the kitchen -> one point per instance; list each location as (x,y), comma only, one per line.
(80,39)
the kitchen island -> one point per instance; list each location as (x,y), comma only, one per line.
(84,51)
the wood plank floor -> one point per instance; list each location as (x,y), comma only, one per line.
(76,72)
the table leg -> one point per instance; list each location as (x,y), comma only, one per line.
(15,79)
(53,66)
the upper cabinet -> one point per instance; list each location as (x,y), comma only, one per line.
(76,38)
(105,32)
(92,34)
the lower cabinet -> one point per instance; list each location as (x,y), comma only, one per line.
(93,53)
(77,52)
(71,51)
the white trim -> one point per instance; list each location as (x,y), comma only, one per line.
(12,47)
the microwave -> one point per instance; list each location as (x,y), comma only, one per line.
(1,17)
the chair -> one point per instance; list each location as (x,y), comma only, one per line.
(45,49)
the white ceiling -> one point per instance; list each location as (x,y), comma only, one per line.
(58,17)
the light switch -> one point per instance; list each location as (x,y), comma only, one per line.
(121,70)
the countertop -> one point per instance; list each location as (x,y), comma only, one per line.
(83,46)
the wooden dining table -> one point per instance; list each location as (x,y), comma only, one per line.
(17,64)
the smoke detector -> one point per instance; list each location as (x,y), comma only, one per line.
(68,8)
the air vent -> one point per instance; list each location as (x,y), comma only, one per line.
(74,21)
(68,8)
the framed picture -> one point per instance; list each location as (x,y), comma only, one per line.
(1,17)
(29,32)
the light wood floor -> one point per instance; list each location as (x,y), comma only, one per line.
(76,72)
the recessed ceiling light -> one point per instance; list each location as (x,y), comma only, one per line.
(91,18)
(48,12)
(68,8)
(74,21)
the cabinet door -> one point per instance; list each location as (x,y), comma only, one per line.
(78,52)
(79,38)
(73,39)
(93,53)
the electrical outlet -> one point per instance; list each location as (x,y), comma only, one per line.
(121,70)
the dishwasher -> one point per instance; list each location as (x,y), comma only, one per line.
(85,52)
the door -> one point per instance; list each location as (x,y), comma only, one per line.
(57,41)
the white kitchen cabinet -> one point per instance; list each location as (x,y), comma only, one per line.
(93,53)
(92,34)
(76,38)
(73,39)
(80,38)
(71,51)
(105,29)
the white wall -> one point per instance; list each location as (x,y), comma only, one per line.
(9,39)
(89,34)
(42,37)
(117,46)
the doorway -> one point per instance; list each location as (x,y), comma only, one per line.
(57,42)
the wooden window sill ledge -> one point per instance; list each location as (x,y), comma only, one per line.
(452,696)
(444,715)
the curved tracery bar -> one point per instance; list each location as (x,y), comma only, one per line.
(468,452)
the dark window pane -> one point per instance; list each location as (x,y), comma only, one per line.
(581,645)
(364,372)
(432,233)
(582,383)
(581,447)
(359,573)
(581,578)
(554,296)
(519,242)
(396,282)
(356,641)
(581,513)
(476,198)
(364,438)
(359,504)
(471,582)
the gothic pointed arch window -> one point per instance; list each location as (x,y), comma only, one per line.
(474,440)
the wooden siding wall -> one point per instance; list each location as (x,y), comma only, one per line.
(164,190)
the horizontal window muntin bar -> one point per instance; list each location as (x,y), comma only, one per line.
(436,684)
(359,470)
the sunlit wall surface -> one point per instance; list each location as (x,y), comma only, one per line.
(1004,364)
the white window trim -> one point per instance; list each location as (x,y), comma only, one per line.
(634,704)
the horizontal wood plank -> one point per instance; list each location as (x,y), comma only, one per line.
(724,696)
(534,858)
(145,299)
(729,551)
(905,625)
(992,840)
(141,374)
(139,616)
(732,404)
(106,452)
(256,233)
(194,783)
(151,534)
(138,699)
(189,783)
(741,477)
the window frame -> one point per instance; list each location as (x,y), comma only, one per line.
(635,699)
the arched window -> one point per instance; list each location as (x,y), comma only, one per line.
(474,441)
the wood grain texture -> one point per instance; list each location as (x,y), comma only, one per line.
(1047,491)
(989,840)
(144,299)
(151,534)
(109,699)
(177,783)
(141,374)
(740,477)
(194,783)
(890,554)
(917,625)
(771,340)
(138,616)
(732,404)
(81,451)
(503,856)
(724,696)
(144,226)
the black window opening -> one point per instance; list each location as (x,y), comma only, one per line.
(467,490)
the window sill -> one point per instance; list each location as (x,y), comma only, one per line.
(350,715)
-.-.-
Write out the whole listing above, keeping each line exactly as it is.

* Answer for the task *
the kitchen -> one point per instance; list each location as (x,y), comma only, one per line.
(80,39)
the kitchen island -> one point per instance; list each location as (x,y), comma only, one per line.
(84,51)
the wood plank floor -> one point per instance; list each location as (x,y), comma only, one per line.
(76,72)
the table leg -> one point per instance; list each location as (x,y), comma only, one per line.
(15,79)
(53,66)
the upper cabinet -> one point per instance; list each location as (x,y), comma only, one per line.
(76,38)
(105,32)
(92,34)
the lower cabinet -> one point per instance; list each location as (x,y), comma only, one per line.
(93,53)
(77,52)
(71,51)
the white trim -> one point per instance; list each location as (x,y), comma only, one per line.
(12,47)
the microwave -> one point per instance; list each location as (x,y), comma only, one per line.
(1,17)
the chair -> one point per instance; list each location as (x,y), comma only, one per line.
(45,49)
the white ceiling -> one point per instance; list each location as (x,y), comma only, one per line.
(58,17)
the light switch -> one point per instance; list each location as (x,y), comma only, one per line.
(121,70)
the countertop -> one point per instance; list each location as (x,y), comma only, one per line.
(83,46)
the wooden dining table -> one point per instance; list each location as (x,y), comma only, one per line.
(17,64)
the smoke detector -> one point per instance; list each location as (x,y), comma only, one per line.
(68,8)
the air vent -> one point per instance; list each location as (x,y), comma only, one per line.
(74,21)
(68,8)
the framed picture -> one point per instance; list each location as (x,y), comma only, one per line.
(1,17)
(29,32)
the light wood floor -> one point per instance; list each location as (x,y), comma only, one per line.
(76,72)
the recessed ceiling light -> one point per instance; list each location as (x,y), comma only, one per line.
(91,18)
(48,12)
(68,8)
(74,21)
the cabinet door -> one point per instance; list each location as (x,y), comma only, one per line.
(78,52)
(79,38)
(73,39)
(93,53)
the electrical outlet -> one point per instance; list each location as (x,y), comma only, one per line.
(121,70)
the dishwasher -> one point per instance; list each location as (x,y), comma only, one per line.
(85,52)
the door -> one point per instance; list each location as (x,y), comma only, one per line.
(57,41)
the white kitchen cabinet -> one point per instance; list each location as (x,y), comma only, one per line.
(93,53)
(92,34)
(76,38)
(73,39)
(80,38)
(71,51)
(105,29)
the white wall -> one point per instance; list each location as (x,y), comma only, one per line.
(9,39)
(89,34)
(42,37)
(117,46)
the doorway -> one point per instance; list each location as (x,y), comma only, one per line.
(57,42)
the wooden window sill ledge -> one point per instance; list each location as (x,y), comma only, one per line.
(452,696)
(444,715)
the curved tracery bar -> one point per instance; list each location as (x,y), comma only, one per line.
(468,452)
the dark window pane -> one point per instance; list each location as (x,y), comma only, one per line.
(581,645)
(364,372)
(432,233)
(582,383)
(581,447)
(359,573)
(581,578)
(554,296)
(519,242)
(396,282)
(356,641)
(581,513)
(476,198)
(364,438)
(359,504)
(471,582)
the gothic pointed arch window -> one point per instance; list each location as (x,y), comma only, one per line.
(474,440)
the wooden siding wall -> one point per instance; list each location as (x,y), comma only, one per line.
(164,190)
the horizontal window muntin bar -> one point per instance; list each location as (x,y), comma only, one per line.
(436,684)
(359,470)
the sunlit wall surface -> one point per instance; list each location as (x,y), comma only, one per line.
(1004,364)
the white window trim -> one point per instance; list each location as (x,y), comma only, one per line.
(634,704)
the horizontal wood plank -> one point per instance; list each location as (x,y), comma only, one per line.
(724,696)
(534,858)
(145,299)
(729,551)
(905,625)
(992,840)
(141,374)
(139,616)
(732,404)
(106,452)
(256,233)
(194,783)
(151,534)
(138,699)
(189,783)
(741,477)
the window frame -> one point per instance; list each location as (x,y), comma only, one per line.
(635,699)
the arched window -> one point per instance; list each location as (x,y), comma only, one per line.
(474,441)
the wood grain texture -> one point per instance; list each location as (x,y), comma only, one per line.
(1047,491)
(989,840)
(144,299)
(151,534)
(109,699)
(177,783)
(141,374)
(740,477)
(194,783)
(890,554)
(917,625)
(771,340)
(138,616)
(732,404)
(81,451)
(503,856)
(724,696)
(144,226)
the black window opening -> one point per instance; list each location as (x,y), comma only, one per line.
(467,490)
the window sill -> one point per instance; list each location as (x,y), comma only, one per line.
(350,715)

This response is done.